Your task: List every line in the data below that contains the word "face". Copy each line in full.

Supplied records:
-- begin --

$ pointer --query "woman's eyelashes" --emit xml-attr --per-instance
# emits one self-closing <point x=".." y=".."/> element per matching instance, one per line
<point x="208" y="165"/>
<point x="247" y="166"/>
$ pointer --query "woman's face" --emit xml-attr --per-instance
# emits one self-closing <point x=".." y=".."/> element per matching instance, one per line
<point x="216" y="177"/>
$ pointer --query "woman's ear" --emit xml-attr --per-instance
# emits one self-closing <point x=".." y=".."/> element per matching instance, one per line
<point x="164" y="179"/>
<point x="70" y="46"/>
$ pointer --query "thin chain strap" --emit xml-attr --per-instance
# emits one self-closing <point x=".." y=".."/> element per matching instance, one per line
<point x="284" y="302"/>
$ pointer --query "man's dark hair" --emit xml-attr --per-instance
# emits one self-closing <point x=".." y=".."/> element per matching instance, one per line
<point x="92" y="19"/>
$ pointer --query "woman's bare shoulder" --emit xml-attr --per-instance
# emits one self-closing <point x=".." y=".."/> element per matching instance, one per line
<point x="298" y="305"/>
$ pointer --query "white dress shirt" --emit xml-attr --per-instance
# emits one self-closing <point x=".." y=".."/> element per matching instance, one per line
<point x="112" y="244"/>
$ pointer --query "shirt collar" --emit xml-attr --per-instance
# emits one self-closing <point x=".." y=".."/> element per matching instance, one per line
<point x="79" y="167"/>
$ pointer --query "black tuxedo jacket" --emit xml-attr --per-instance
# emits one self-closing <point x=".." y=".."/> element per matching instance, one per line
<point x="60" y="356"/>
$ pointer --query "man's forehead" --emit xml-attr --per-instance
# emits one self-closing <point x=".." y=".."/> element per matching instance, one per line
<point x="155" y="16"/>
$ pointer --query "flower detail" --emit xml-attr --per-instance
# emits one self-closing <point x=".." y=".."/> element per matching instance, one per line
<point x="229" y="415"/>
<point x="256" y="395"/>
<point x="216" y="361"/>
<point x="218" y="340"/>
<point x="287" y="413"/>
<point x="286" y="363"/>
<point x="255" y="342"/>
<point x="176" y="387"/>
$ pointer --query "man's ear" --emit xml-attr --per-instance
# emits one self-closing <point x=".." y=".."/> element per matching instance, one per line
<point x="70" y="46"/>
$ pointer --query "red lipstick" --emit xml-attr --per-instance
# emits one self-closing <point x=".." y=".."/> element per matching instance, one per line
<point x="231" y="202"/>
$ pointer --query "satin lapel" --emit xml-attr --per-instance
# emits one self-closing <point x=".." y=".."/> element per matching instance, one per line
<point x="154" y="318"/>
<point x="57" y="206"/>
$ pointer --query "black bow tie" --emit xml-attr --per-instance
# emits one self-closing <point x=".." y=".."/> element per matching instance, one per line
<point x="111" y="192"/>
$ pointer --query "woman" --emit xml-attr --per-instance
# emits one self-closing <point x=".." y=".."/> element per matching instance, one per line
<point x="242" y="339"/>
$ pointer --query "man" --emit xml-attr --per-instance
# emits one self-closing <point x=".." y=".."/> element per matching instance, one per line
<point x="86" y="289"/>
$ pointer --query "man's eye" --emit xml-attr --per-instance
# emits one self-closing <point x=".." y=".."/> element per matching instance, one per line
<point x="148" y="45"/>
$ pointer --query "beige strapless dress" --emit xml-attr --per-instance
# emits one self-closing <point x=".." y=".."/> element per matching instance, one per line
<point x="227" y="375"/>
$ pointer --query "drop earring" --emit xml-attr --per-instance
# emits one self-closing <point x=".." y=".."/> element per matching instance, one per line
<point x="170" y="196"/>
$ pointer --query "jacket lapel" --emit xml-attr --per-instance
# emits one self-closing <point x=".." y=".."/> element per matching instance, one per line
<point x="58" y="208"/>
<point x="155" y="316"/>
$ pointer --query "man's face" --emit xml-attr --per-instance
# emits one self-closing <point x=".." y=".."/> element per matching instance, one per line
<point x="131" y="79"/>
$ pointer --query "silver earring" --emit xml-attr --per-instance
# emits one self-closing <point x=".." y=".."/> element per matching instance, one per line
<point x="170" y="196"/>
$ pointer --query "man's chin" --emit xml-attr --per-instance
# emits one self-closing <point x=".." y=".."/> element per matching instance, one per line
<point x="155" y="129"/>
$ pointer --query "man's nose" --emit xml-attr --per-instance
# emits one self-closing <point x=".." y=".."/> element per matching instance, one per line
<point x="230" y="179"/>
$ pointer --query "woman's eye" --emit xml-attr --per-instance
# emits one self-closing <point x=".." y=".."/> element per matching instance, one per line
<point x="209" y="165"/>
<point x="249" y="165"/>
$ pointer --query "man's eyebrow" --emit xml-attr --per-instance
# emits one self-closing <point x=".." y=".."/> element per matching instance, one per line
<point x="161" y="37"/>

-- end --

Final result:
$ pointer --query "woman's face" --emit xml-attr --per-instance
$ pointer --query "man's face" --emit xml-attr --per-instance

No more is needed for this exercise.